*TASK DETAILS*
Rewrite the records from the line containing "Exercise. Pick out the castle battlement" through the line containing "<point>509,83</point>", keeping every request line, and add 48 to each coordinate value in the answers. Give only those lines.

*RECORD SET*
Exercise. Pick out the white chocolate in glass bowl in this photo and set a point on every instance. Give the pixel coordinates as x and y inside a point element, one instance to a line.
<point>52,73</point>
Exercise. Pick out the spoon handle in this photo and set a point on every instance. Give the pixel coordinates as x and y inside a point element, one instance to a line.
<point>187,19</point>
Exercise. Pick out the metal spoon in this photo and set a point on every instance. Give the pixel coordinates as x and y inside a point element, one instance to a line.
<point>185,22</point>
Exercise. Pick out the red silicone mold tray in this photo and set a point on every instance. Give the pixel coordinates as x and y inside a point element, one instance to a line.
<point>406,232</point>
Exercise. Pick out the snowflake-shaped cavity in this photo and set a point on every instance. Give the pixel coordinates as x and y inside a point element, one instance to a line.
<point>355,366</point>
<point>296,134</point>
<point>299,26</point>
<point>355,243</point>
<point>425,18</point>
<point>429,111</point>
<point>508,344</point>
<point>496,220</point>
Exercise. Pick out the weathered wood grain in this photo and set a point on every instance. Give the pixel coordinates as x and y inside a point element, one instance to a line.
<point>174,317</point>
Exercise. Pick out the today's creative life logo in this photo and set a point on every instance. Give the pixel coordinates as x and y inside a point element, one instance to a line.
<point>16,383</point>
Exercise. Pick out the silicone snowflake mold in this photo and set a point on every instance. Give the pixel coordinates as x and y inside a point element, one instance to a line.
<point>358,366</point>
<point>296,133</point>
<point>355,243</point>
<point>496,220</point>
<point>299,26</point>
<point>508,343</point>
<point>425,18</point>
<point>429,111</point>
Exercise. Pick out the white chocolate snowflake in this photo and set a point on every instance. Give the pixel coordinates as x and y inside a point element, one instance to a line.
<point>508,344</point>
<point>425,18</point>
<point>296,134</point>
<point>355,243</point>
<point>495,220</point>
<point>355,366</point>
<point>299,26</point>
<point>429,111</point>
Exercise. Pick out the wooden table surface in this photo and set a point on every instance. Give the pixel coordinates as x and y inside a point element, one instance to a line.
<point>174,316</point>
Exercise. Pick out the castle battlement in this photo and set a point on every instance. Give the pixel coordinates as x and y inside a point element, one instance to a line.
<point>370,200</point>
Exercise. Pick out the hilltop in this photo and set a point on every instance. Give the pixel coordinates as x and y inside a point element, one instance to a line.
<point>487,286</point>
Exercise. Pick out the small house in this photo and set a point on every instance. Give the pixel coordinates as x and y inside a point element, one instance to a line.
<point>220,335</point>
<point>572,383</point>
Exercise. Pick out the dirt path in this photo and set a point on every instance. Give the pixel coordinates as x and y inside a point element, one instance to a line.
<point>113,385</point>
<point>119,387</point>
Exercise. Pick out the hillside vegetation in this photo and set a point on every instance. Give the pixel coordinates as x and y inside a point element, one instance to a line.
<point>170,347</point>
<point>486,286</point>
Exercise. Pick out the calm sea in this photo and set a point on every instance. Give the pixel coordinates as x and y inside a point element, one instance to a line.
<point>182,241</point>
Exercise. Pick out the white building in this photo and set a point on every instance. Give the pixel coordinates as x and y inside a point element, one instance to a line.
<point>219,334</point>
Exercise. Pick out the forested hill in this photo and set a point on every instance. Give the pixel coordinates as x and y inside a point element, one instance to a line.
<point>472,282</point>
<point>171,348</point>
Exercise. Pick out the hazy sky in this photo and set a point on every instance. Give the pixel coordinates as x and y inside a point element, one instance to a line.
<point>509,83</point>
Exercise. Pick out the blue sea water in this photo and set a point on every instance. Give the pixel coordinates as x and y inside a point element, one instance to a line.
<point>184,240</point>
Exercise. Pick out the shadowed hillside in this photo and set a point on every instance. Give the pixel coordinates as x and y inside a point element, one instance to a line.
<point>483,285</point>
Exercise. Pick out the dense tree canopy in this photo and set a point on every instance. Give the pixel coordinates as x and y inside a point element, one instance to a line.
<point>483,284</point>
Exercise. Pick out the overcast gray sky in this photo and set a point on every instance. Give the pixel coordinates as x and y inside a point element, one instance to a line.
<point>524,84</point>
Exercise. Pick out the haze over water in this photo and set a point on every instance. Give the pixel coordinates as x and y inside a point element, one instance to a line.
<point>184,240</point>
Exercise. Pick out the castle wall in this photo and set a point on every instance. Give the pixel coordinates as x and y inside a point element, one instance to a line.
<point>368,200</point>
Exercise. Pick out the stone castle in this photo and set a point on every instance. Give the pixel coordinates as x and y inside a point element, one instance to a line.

*EXERCISE OUTPUT*
Exercise. Pick out the castle battlement in this photo and set a point on every instance. Give the pixel coordinates as x and y inside a point element, one instance to a line.
<point>418,248</point>
Exercise. Pick out the hilltop in this photo and set a point on every instance. Give the pixel coordinates as x and y inside a point element, one instance to a line.
<point>535,334</point>
Exercise. Pick out the small house in this photo and set a point on every instance. Give the pixel coordinates as x and y inside a point element, one instance to a line.
<point>268,383</point>
<point>620,431</point>
Exercise. Pick out the dirt path in this photo and set a point on every instance. Give the pixel coordinates as x and y inside a point element, one instance to a line.
<point>161,433</point>
<point>167,435</point>
Exercise. Pick out the hillside vegetation in this photo and set a point on every instance. Give the pixel coordinates as x and y inside a point element, one instance to a line.
<point>218,395</point>
<point>534,334</point>
Exercise. Pick out the calm sea in this photo and set a point on every instance. Give the pixel coordinates as x and y inside a point element, one instance to a line.
<point>230,289</point>
Exercise. Pick out the white building in this photo and set a point on every instance. Give the pixel coordinates as x and y inside a point element, one instance to a line.
<point>267,382</point>
Exercise. Pick out the forested hill in this photo and set a point on every instance. Give the pixel coordinates as x and y inside a point element, one instance to a line.
<point>520,330</point>
<point>219,396</point>
Exercise. Pick out the hazy sky in this photo and set a point on every instance. Give the pixel coordinates as x and y inside a point element, one instance to a line.
<point>557,131</point>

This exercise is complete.